** Start of Data lines **

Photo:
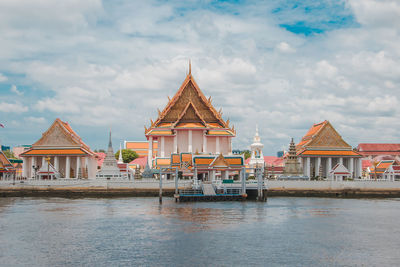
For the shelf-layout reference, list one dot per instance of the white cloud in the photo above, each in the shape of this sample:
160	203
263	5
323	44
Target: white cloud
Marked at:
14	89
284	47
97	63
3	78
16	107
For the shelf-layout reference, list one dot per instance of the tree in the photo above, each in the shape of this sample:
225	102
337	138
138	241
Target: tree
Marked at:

** End of Data lines **
** Start of Data lines **

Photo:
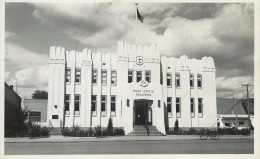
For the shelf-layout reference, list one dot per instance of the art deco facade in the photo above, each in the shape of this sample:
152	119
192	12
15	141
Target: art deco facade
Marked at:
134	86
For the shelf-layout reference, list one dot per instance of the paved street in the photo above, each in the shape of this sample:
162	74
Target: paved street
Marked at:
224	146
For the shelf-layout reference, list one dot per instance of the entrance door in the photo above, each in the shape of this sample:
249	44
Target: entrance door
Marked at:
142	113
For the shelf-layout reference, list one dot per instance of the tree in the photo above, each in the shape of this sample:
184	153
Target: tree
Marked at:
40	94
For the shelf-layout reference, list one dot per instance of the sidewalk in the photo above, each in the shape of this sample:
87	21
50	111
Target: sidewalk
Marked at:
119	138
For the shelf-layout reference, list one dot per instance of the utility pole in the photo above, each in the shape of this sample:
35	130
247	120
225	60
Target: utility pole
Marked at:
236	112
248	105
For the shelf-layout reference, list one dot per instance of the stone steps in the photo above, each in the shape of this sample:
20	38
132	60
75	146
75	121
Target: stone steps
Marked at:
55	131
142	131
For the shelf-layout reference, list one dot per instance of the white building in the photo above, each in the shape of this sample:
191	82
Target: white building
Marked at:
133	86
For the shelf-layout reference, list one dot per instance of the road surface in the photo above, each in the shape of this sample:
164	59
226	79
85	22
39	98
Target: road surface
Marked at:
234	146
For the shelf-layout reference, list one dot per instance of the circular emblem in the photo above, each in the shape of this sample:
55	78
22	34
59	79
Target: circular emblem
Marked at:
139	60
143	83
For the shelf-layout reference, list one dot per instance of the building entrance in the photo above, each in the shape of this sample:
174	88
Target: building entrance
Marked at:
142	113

** End of Data lines **

Written problem:
Copy each line of the listing above that contains the string "stone". Case counts.

Response:
For the shelf-layout reference, list one dot per instance of the stone steps in the photo above, each in the shape of this sample:
Target: stone steps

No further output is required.